-- Start --

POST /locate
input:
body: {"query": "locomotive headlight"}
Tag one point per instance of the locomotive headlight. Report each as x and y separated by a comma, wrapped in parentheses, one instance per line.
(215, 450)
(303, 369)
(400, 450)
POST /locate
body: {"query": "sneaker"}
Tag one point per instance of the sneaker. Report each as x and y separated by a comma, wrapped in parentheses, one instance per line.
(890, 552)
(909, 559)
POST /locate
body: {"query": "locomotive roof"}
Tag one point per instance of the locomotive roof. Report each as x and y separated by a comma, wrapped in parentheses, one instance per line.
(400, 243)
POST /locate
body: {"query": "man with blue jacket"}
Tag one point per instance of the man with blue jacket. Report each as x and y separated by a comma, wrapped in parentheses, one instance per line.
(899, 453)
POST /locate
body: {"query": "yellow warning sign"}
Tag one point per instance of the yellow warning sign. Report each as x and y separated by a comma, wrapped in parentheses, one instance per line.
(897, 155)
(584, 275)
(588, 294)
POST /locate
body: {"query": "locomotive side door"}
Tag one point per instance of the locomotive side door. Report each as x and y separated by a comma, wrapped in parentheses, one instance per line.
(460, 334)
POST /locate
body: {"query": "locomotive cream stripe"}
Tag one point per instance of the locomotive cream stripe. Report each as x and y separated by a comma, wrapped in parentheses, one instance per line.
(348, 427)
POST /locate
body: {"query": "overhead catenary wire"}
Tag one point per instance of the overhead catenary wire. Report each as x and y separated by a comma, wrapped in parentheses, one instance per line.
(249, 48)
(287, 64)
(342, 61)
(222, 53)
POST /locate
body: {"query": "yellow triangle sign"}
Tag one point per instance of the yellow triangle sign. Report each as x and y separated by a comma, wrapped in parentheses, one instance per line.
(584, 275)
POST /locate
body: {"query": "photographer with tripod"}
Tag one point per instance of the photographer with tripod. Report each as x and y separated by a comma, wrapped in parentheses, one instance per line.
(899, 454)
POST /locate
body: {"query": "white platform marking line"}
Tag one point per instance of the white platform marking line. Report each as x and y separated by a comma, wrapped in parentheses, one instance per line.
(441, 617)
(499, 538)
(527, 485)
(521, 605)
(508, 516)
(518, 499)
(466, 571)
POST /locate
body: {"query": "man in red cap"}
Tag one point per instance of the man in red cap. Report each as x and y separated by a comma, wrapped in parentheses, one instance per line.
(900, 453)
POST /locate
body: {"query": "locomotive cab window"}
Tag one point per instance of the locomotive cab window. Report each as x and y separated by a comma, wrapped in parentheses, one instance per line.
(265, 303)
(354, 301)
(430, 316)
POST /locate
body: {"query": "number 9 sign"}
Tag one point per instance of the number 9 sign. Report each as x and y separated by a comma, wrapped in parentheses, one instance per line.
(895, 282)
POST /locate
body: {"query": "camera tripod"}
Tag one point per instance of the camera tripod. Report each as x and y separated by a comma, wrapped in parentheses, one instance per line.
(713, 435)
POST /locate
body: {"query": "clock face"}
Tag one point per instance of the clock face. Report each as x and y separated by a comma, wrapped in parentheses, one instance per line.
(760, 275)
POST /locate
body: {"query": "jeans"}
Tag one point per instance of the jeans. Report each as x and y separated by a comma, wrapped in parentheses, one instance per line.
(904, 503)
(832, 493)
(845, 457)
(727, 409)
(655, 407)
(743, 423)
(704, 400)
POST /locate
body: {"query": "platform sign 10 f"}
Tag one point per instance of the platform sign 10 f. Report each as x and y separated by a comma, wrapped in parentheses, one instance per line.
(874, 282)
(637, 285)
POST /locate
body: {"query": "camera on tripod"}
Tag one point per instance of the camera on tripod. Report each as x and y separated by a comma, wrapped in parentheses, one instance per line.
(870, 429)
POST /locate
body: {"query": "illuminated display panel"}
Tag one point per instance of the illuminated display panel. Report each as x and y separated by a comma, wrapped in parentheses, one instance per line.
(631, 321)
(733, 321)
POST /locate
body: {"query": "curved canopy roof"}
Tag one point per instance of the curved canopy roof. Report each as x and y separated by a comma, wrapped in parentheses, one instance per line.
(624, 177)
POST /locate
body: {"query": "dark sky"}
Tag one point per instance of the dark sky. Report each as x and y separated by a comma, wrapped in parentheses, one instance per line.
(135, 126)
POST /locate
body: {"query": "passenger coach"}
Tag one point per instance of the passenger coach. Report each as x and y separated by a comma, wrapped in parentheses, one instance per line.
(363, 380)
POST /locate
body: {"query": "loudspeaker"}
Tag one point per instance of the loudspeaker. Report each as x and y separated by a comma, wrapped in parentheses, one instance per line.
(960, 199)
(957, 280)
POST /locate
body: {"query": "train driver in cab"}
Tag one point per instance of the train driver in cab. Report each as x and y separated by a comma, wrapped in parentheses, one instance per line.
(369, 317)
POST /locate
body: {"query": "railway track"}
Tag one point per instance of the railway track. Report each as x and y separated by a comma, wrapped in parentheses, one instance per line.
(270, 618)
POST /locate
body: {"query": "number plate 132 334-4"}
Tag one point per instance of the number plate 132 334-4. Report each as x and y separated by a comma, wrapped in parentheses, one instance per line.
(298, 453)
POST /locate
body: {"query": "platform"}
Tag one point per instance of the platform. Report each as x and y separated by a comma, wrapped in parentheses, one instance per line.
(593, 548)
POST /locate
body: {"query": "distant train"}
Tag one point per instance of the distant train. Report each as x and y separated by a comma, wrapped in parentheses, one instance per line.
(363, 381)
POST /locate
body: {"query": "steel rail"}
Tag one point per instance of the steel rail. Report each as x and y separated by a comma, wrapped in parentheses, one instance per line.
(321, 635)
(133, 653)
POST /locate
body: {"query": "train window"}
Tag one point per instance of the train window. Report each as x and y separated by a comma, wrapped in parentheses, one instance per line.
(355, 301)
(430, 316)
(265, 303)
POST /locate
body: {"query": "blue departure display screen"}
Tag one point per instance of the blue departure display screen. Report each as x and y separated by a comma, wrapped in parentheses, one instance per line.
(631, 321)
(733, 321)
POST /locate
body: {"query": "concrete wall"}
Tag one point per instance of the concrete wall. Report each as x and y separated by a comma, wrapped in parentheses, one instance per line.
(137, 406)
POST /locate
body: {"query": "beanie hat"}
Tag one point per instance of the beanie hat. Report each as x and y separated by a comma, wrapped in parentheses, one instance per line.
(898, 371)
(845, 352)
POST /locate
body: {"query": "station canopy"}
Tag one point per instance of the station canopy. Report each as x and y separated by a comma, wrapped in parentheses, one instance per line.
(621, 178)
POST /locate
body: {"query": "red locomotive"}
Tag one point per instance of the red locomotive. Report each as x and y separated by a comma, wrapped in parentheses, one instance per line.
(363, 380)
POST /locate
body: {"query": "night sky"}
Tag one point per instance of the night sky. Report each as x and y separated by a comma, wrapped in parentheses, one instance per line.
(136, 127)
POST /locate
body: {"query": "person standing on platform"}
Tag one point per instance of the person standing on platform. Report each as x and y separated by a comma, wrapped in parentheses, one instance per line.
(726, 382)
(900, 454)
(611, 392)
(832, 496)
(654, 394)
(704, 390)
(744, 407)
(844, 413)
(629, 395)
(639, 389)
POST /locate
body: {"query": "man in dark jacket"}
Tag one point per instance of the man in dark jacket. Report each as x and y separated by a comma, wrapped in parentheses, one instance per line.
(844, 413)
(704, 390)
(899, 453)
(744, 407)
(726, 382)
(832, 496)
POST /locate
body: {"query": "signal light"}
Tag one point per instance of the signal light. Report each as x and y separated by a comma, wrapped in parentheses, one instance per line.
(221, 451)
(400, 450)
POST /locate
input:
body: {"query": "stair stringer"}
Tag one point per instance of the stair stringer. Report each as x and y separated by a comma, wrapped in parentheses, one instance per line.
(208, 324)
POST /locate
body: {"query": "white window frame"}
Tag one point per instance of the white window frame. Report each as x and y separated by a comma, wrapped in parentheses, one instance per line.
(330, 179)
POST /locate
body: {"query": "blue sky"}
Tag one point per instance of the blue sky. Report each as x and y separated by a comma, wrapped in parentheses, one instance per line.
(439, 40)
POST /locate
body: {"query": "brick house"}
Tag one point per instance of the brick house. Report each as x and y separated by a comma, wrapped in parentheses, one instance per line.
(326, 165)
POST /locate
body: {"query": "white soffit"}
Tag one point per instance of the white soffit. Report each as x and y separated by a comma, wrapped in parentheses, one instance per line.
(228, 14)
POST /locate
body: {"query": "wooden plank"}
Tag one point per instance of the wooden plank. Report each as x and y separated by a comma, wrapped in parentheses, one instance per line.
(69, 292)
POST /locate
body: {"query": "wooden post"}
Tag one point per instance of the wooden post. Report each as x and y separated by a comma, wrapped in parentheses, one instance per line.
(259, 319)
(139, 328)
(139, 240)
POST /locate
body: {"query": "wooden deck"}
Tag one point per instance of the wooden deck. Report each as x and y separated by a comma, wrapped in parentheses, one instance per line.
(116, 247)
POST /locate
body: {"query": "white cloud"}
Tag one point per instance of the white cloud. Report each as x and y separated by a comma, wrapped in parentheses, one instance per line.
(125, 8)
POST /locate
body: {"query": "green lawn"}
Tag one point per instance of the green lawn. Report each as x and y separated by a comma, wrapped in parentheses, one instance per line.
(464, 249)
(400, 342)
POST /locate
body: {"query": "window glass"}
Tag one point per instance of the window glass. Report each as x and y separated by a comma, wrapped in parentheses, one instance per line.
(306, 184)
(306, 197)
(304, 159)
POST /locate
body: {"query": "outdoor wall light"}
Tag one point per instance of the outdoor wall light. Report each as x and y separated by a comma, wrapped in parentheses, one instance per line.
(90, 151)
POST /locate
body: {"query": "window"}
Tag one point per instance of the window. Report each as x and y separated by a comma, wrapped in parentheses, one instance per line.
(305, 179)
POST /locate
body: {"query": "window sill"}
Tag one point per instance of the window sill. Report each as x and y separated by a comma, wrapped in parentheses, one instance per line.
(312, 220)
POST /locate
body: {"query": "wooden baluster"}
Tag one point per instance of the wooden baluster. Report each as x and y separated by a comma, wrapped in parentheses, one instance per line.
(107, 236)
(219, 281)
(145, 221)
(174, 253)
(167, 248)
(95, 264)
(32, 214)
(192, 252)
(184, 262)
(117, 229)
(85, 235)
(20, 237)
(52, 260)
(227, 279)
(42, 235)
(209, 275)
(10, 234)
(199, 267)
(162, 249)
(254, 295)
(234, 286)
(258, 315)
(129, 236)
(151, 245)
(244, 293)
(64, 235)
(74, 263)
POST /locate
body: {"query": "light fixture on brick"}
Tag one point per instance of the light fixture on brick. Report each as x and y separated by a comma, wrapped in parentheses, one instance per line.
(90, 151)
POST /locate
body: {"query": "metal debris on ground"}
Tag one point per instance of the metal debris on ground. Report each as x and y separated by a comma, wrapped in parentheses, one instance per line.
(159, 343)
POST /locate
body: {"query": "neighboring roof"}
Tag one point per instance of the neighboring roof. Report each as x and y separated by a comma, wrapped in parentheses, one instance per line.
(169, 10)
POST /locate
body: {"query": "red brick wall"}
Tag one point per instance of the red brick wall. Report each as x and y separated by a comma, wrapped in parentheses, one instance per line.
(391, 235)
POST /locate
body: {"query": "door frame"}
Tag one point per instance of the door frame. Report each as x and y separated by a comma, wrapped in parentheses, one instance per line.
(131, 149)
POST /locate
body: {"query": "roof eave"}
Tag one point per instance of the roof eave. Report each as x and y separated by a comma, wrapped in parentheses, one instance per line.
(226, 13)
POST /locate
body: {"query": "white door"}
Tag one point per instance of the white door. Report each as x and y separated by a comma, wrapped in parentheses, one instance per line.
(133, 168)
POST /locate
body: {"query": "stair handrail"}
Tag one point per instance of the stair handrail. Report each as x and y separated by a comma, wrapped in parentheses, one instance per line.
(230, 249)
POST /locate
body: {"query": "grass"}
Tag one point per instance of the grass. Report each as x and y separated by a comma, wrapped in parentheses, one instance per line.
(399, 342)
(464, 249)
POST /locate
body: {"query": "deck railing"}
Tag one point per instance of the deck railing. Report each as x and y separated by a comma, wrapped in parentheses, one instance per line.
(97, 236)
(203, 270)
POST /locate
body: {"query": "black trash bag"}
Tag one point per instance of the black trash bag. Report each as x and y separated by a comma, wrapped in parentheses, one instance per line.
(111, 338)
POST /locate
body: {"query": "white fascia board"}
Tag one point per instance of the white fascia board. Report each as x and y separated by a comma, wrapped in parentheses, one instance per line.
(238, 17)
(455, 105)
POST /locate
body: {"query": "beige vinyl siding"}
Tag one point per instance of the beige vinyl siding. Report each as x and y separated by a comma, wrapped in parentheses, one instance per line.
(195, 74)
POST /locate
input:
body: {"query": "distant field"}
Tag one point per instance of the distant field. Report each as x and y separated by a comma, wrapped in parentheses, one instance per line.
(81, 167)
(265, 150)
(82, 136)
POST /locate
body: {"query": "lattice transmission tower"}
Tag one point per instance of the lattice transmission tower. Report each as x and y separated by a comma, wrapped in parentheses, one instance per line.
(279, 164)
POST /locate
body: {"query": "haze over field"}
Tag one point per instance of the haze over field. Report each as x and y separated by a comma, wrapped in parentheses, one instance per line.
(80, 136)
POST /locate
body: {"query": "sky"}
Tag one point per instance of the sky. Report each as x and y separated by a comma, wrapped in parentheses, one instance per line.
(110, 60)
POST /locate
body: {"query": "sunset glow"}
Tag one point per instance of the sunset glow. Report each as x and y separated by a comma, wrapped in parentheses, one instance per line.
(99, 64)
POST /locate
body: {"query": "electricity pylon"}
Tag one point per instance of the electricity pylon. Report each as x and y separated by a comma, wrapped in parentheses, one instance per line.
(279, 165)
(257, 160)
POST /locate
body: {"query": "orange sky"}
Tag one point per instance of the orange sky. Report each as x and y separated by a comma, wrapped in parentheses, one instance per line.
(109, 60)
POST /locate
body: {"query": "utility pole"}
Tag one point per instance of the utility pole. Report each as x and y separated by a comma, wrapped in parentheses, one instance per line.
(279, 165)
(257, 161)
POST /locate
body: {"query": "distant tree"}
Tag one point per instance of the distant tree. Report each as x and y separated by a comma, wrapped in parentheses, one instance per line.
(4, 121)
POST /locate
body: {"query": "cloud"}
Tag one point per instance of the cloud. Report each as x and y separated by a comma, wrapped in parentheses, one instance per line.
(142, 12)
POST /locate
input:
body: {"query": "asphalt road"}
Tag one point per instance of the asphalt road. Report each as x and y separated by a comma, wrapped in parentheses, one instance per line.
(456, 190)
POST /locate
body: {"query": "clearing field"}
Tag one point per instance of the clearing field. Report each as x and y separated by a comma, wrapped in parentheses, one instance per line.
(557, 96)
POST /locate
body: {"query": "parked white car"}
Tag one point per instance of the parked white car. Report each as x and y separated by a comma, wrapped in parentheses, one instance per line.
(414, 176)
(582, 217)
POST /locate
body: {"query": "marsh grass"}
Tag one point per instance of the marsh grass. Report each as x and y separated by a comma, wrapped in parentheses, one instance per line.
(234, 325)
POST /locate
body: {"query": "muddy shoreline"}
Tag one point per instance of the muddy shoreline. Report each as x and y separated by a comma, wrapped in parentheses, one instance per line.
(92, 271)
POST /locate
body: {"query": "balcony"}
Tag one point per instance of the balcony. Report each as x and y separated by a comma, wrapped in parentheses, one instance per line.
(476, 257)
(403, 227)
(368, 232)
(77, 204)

-- End --

Please filter the listing above, keeping only the lines that contain the word "cream" and copying each of them in full.

__Final result__:
body: {"query": "locomotive cream stripe"}
Tag one point per instance of the locomotive cream stripe. Report each as x and y separated by a comma, wrapped in parentheses, one instance per line.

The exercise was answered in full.